The exercise: Reproduce the Bayh-Dole passage below word for word, from "We have dived" to "and still stinkies.".

We have dived into an old, stinky document once on-line at the University of Rochester that misrepresents Bayh-Dole requirements. The document has since come down, but its shadow remains over Rochester invention policy and practice. Thus, it is worth reading the old and stinkies to gain a sense of perspective on the new and still stinkies.
While we are at it, Rochester misrepresented (and still does) the scope of Bayh-Dole’s claim on inventions:
creation of inventions from federally sponsored grants
Bayh-Dole makes a different claim. Bayh-Dole defines “funding agreement” to include any agreement “for the performance of . . . work funded in whole or in part by the Federal Government.” (I left out the “experimental, developmental, or research” adjectives before “work” so the grammar becomes clear–the noun is work, not “research” or some such thing. The “in part” makes it clear that the “work” involved may not be funded entirely by a federal grant. Parts of the “work” may not be supported with federal funds. Doesn’t matter. What matters is a clear understanding of the “work.” We could capitalize it–Work–it should always be a defined term. One of the greatest failings in Bayh-Dole practice is inattention to the definition of the Work. The definition includes federal objectives in providing funding, specifications of the work, statements made in proposals submitted through organizations and companies, statements made by those organizations and companies with regard to their purposes and practices. If someone wants a narrower definition of Work, they have to be clear about it, express, even to the point of stating what the Work does not include–and they must do this defining as part of their proposal, before any federal award is made.

Raw records:
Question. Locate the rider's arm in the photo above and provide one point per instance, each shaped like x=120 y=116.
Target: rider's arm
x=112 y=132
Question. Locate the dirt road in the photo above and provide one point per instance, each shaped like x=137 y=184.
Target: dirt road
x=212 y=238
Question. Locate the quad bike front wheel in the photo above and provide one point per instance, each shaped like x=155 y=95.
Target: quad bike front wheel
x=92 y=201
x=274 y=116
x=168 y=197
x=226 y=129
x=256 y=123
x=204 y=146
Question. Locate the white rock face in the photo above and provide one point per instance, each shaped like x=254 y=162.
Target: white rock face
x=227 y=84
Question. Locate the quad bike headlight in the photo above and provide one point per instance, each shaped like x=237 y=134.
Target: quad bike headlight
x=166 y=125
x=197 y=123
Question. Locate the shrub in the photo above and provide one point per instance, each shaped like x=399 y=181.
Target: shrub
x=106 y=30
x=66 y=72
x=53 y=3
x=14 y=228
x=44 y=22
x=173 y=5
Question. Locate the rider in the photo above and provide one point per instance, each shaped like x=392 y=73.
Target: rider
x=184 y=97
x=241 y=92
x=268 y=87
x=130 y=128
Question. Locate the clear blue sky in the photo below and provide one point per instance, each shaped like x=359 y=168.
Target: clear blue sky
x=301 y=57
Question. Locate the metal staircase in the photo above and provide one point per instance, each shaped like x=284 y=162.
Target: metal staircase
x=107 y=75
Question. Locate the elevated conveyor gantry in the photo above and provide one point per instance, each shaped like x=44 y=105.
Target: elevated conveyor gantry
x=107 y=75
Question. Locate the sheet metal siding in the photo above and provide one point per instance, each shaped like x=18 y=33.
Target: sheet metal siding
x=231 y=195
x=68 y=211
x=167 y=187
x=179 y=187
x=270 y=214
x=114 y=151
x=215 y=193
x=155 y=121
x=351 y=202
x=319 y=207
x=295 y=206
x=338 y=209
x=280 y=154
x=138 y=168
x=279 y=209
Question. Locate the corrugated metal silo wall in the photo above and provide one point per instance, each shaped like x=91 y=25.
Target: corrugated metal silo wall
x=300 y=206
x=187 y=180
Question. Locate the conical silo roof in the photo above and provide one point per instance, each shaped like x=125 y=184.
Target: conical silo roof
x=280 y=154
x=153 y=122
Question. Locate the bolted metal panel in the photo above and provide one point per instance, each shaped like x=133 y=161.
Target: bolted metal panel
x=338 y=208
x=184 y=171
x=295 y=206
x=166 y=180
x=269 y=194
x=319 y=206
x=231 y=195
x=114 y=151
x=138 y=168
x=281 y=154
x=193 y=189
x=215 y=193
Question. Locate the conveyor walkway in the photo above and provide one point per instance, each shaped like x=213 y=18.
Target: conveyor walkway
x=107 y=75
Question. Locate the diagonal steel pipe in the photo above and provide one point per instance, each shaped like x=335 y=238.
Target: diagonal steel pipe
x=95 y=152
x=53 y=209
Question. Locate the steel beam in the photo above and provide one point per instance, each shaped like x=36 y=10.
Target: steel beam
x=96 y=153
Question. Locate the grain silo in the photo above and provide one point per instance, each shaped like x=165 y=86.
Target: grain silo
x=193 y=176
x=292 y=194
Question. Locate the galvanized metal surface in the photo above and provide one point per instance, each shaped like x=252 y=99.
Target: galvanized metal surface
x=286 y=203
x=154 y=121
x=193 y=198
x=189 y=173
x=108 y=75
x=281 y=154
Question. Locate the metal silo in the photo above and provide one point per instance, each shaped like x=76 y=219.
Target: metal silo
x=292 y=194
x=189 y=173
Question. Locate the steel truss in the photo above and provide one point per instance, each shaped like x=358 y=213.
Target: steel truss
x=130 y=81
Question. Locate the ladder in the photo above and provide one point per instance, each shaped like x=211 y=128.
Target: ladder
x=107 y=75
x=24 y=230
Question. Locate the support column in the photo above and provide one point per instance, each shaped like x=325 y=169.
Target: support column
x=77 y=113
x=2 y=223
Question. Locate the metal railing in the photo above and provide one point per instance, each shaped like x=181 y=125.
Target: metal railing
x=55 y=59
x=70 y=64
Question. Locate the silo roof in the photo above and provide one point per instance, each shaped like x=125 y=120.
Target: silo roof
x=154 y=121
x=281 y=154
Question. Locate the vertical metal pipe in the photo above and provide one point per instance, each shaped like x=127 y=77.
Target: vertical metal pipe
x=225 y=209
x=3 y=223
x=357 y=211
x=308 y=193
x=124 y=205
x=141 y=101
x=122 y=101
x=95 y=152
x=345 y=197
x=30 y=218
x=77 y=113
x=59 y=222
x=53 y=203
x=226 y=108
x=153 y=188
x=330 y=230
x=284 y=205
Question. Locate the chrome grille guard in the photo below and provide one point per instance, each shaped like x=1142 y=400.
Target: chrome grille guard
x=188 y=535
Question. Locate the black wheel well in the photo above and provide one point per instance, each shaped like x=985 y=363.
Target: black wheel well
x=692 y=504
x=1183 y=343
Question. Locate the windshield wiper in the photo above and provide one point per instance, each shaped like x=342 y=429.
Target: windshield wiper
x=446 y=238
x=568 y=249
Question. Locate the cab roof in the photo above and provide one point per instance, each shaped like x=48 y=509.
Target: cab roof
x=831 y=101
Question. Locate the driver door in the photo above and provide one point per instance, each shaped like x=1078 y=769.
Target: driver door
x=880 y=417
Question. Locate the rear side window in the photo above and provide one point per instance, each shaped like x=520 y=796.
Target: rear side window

Response for this exercise:
We have dived into an old, stinky document once on-line at the University of Rochester that misrepresents Bayh-Dole requirements. The document has since come down, but its shadow remains over Rochester invention policy and practice. Thus, it is worth reading the old and stinkies to gain a sense of perspective on the new and still stinkies.